>>>

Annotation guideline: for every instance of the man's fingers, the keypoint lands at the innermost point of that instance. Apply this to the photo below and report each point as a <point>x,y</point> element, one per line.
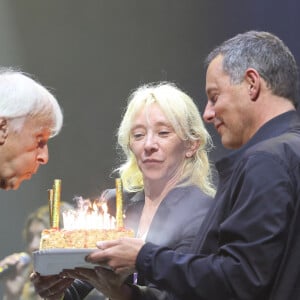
<point>106,244</point>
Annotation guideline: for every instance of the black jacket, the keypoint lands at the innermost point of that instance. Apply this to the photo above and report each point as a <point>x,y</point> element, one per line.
<point>249,245</point>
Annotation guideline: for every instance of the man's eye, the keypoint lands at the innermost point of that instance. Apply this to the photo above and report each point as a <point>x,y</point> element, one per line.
<point>137,136</point>
<point>42,143</point>
<point>164,133</point>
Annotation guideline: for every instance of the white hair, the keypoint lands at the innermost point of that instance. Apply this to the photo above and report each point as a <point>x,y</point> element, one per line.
<point>21,97</point>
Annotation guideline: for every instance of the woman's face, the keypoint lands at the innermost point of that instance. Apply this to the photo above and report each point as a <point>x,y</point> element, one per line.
<point>34,235</point>
<point>159,151</point>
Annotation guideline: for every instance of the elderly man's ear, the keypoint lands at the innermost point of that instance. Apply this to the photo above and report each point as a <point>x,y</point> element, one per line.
<point>3,130</point>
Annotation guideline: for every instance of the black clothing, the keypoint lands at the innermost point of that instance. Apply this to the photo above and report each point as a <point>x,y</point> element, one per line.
<point>249,245</point>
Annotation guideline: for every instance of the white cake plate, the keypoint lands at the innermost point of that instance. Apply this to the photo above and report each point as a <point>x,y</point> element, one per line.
<point>53,261</point>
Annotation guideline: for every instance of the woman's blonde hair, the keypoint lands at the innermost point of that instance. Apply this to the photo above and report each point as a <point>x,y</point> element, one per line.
<point>184,117</point>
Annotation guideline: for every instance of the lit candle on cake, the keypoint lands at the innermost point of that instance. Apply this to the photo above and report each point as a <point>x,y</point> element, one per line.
<point>56,203</point>
<point>119,203</point>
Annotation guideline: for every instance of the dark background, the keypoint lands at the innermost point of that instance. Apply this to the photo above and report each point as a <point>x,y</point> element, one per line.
<point>92,54</point>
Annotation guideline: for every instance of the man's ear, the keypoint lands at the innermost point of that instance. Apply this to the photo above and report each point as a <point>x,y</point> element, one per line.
<point>3,130</point>
<point>192,148</point>
<point>253,78</point>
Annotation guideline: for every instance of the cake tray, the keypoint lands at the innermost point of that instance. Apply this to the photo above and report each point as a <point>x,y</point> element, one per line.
<point>53,261</point>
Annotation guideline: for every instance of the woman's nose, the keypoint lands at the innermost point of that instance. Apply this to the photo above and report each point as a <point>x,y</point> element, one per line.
<point>150,142</point>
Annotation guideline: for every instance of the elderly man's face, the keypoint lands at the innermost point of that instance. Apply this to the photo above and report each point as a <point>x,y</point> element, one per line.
<point>23,152</point>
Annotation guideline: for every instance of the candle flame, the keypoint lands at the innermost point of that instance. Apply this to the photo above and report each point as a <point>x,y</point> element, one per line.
<point>88,215</point>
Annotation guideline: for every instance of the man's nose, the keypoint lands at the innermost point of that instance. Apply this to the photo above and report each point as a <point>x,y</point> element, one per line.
<point>209,113</point>
<point>43,155</point>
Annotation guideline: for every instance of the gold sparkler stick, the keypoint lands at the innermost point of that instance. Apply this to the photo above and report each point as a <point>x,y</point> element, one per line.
<point>119,203</point>
<point>56,203</point>
<point>50,203</point>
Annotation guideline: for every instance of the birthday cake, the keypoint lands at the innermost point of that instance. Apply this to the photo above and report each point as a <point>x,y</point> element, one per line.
<point>79,238</point>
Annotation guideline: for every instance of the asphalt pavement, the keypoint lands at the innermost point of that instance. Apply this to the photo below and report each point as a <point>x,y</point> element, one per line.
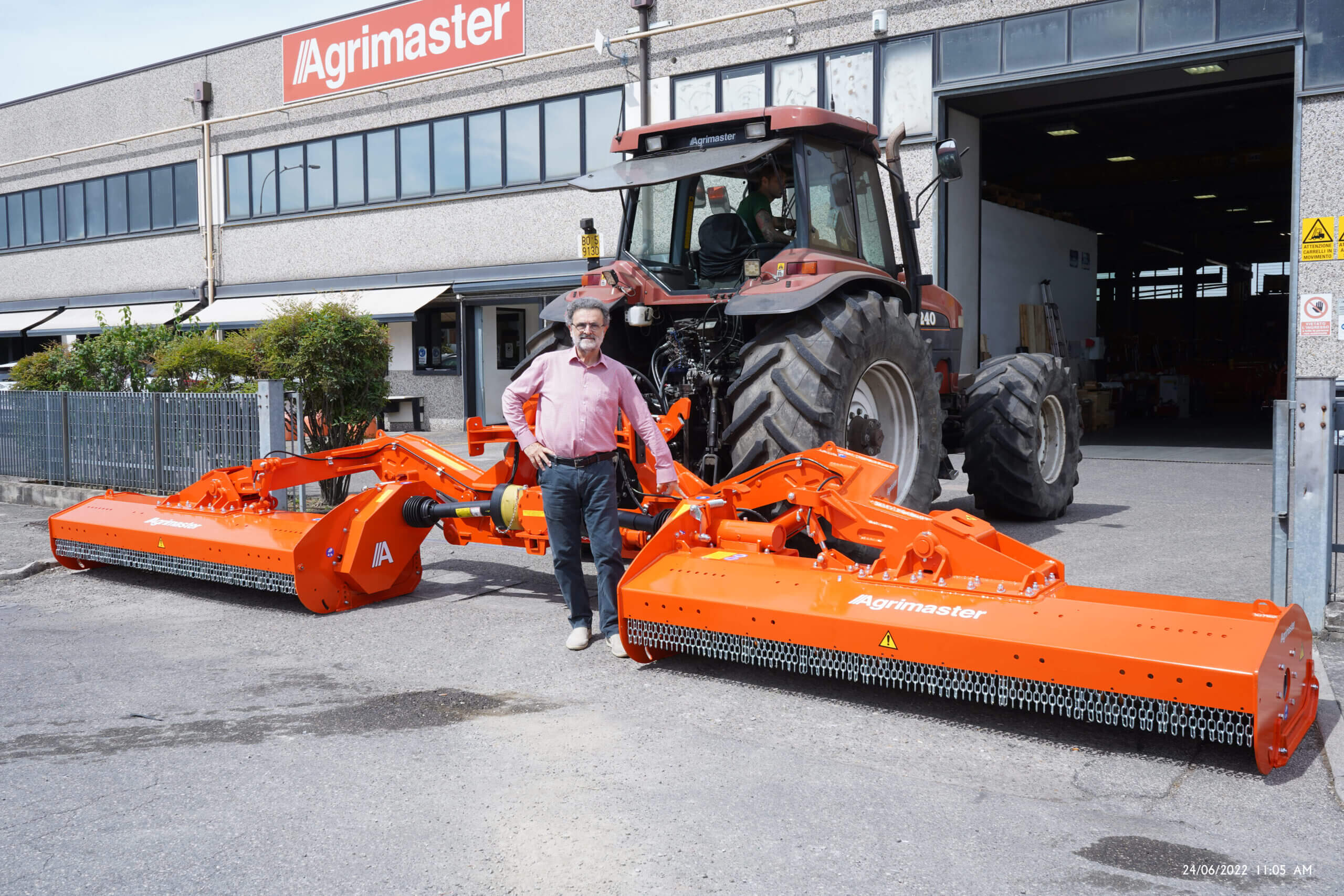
<point>163,735</point>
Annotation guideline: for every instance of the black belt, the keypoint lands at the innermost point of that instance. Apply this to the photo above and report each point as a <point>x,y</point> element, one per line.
<point>584,461</point>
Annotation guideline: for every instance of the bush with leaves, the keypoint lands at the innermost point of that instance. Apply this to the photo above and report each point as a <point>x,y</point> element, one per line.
<point>118,361</point>
<point>337,359</point>
<point>200,362</point>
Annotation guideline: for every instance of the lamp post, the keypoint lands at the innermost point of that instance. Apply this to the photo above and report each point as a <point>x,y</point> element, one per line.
<point>262,188</point>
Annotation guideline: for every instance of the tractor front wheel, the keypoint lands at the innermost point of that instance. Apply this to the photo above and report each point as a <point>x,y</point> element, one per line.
<point>851,370</point>
<point>1022,437</point>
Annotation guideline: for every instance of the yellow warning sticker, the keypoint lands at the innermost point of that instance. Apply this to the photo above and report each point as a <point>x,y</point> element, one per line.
<point>1318,239</point>
<point>722,555</point>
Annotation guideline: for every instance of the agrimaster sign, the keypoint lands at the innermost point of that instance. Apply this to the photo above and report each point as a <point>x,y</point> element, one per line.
<point>404,42</point>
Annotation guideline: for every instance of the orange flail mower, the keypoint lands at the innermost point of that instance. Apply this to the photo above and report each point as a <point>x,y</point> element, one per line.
<point>803,565</point>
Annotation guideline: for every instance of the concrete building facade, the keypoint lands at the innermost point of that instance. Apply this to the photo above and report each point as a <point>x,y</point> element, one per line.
<point>461,183</point>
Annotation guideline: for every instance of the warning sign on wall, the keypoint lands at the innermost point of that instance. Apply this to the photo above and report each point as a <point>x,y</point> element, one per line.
<point>1314,315</point>
<point>1318,239</point>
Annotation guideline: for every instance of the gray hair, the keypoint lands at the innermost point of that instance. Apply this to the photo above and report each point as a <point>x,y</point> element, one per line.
<point>585,304</point>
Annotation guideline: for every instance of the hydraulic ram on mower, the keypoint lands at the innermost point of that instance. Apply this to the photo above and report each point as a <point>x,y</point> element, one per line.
<point>941,604</point>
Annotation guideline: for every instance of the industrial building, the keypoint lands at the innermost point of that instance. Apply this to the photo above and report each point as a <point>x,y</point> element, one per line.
<point>1147,163</point>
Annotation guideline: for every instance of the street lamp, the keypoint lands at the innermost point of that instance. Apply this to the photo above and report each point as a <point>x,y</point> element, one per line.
<point>262,188</point>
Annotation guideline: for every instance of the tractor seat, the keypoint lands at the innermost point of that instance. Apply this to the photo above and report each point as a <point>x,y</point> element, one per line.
<point>725,244</point>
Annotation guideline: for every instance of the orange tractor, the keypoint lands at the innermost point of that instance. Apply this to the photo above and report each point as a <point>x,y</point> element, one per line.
<point>940,604</point>
<point>802,542</point>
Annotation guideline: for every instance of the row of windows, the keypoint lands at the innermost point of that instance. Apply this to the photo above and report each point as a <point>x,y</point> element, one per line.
<point>140,202</point>
<point>847,81</point>
<point>531,144</point>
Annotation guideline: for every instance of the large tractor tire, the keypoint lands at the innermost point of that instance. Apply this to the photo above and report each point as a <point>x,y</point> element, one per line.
<point>548,339</point>
<point>1023,434</point>
<point>851,370</point>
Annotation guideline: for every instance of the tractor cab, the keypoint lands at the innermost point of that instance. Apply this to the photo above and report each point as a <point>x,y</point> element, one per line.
<point>738,202</point>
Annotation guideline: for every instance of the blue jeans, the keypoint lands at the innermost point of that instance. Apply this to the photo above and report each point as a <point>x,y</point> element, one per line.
<point>572,495</point>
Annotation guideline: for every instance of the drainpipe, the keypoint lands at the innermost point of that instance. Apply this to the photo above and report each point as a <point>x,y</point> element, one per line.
<point>207,183</point>
<point>643,7</point>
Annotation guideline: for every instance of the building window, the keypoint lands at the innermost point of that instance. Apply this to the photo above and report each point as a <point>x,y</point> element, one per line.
<point>562,140</point>
<point>437,340</point>
<point>483,141</point>
<point>139,202</point>
<point>291,179</point>
<point>381,148</point>
<point>523,144</point>
<point>414,160</point>
<point>529,144</point>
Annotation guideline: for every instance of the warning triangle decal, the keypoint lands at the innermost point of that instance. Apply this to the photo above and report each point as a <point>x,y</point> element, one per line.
<point>1319,233</point>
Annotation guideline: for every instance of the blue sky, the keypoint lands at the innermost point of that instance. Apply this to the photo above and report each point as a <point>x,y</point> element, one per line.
<point>53,44</point>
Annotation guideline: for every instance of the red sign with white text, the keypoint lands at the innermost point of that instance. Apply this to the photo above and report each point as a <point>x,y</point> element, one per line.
<point>413,39</point>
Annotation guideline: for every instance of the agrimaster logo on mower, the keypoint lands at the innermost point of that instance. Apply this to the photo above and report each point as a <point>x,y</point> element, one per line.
<point>174,524</point>
<point>910,606</point>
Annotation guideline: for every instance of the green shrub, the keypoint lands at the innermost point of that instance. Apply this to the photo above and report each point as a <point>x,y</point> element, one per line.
<point>337,359</point>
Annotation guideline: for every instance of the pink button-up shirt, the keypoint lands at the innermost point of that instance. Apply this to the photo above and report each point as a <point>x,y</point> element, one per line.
<point>579,405</point>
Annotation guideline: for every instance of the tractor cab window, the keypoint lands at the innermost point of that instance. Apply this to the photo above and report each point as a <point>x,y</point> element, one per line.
<point>694,234</point>
<point>870,212</point>
<point>830,199</point>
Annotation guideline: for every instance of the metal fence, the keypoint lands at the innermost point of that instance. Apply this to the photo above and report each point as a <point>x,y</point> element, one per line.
<point>136,441</point>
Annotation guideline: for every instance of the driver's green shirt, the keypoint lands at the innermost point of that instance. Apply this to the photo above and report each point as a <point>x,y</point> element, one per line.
<point>750,205</point>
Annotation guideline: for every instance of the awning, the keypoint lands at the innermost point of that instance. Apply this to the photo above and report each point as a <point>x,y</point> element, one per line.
<point>385,305</point>
<point>84,320</point>
<point>14,323</point>
<point>659,170</point>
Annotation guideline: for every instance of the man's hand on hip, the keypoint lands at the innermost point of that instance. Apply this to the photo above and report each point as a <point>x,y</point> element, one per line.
<point>539,455</point>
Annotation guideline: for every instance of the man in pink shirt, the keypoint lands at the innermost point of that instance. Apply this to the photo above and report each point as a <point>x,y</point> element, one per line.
<point>574,453</point>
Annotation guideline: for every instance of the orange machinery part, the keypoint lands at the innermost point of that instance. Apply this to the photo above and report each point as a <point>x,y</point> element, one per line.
<point>954,608</point>
<point>941,602</point>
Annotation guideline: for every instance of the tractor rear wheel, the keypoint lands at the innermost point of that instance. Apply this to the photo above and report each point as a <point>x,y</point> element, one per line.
<point>851,370</point>
<point>1023,437</point>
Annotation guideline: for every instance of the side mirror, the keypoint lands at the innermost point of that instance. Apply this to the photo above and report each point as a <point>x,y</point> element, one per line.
<point>949,160</point>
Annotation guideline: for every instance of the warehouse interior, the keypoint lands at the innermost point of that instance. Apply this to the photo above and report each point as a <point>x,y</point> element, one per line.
<point>1158,203</point>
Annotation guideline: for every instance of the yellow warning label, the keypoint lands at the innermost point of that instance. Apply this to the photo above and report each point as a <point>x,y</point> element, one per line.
<point>592,245</point>
<point>1318,239</point>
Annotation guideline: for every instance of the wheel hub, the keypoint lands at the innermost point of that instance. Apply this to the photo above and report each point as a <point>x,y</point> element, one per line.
<point>865,434</point>
<point>885,421</point>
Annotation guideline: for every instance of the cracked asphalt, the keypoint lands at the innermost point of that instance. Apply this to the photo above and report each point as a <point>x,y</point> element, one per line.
<point>162,735</point>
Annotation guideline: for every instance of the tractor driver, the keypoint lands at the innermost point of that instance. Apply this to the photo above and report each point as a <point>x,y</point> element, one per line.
<point>754,208</point>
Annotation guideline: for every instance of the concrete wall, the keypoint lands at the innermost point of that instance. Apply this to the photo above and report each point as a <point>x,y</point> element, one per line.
<point>1323,120</point>
<point>1019,250</point>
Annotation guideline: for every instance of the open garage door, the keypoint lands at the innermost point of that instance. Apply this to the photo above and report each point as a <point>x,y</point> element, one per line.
<point>1153,208</point>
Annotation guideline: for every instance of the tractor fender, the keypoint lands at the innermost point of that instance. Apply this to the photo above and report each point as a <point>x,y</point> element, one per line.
<point>554,309</point>
<point>788,303</point>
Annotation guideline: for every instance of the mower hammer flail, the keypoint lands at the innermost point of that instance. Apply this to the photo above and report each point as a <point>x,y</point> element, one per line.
<point>940,604</point>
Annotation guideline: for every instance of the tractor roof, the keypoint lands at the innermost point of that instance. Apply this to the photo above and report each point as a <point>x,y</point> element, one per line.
<point>779,120</point>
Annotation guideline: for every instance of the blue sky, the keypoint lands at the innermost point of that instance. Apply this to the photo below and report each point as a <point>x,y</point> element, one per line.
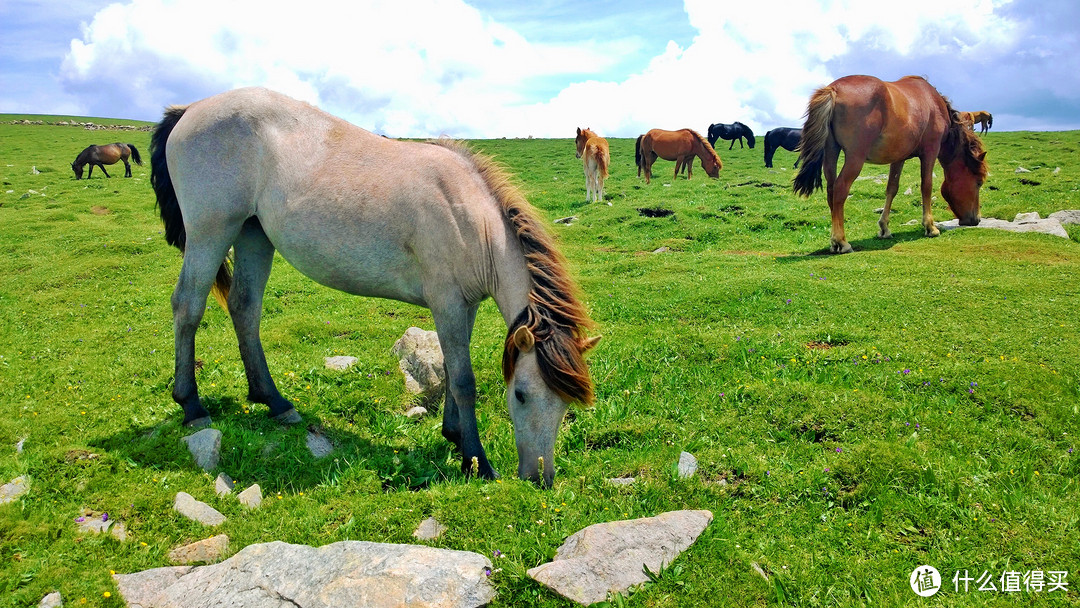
<point>489,68</point>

<<<

Please copy the lines above word for word, starting with the line that contains "Annotation guideline: for every instance of the industrial" and going on through the line that contains "<point>1147,163</point>".

■ Reply to the task:
Annotation guideline: for every instance of the industrial building, the keypoint lands at the innermost point of that instance. Apply this to the photo above and report each point as a <point>x,y</point> element, one per line.
<point>1147,163</point>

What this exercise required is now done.